Convert every line of the items below into a Markdown table with the columns "Row" and "Item line," numbering each row and skipping blank lines. Leave the pictures out of the table.

→ Source material:
· · · · ·

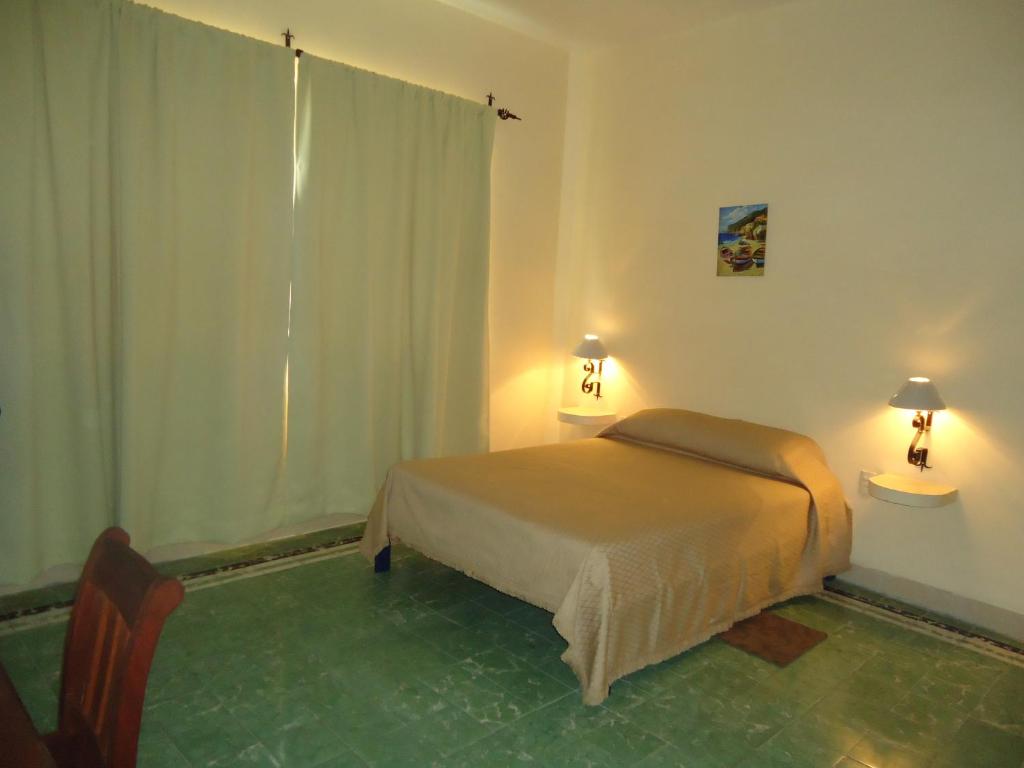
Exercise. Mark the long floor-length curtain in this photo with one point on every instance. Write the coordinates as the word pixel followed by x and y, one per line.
pixel 190 346
pixel 56 438
pixel 388 333
pixel 205 135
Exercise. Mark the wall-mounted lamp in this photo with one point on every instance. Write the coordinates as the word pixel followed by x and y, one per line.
pixel 591 349
pixel 921 395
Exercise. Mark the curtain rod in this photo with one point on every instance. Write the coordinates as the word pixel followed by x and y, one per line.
pixel 503 113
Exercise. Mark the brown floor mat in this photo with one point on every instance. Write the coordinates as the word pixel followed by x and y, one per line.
pixel 772 638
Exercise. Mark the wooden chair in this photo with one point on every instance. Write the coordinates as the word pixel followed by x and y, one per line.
pixel 119 611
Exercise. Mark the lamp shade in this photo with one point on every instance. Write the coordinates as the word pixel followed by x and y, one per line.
pixel 918 393
pixel 591 348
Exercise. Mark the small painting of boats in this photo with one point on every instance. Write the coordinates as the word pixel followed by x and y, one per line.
pixel 742 232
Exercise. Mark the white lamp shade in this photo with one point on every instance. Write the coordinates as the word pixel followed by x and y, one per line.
pixel 591 348
pixel 918 393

· · · · ·

→ Answer for the task:
| Row | Item line |
|---|---|
| 1 | Exercise. Mark the long floor-length curtain in this photo with one point on every instance. Write the coordinates as the word pixel followed by x and y, one per line. |
| 2 | pixel 190 346 |
| 3 | pixel 56 438 |
| 4 | pixel 388 333 |
| 5 | pixel 205 135 |
| 6 | Exercise. Mark the wall-mounted lamp in this photo with one point on every instance. Write the coordinates as the word pixel followed by x and y, one per line. |
| 7 | pixel 591 349 |
| 8 | pixel 921 395 |
| 9 | Exercise. Mark the curtain rod in this photo with one point on every instance. Write the coordinates as the word pixel followed by x and y, one per line. |
| 10 | pixel 503 113 |
| 11 | Exercise. Mark the brown floor mat in this photo with one point on every instance. Write the coordinates as the word pixel followed by x and y, one per line. |
| 12 | pixel 772 638 |
| 13 | Exercise. Mark the wooden chair in this photo with one point on every instance. Write the coordinates as the word pixel followed by x and y, one per line. |
| 14 | pixel 119 611 |
| 15 | Exercise. Mark the lamp shade in this photo with one point on every instance. Write the coordinates as the word pixel followed by x and y, one per line. |
| 16 | pixel 918 393 |
| 17 | pixel 591 348 |
| 18 | Exercise. Mark the small painting of boats in this photo with one point on every instance. Write the coordinates as the word pixel followed by x and y, one per line. |
| 19 | pixel 742 232 |
| 20 | Exercise. Mark the white lamp shade in this photo with one point on every instance. Write the coordinates as the word pixel followed by x and y, one per line. |
| 21 | pixel 591 348 |
| 22 | pixel 918 393 |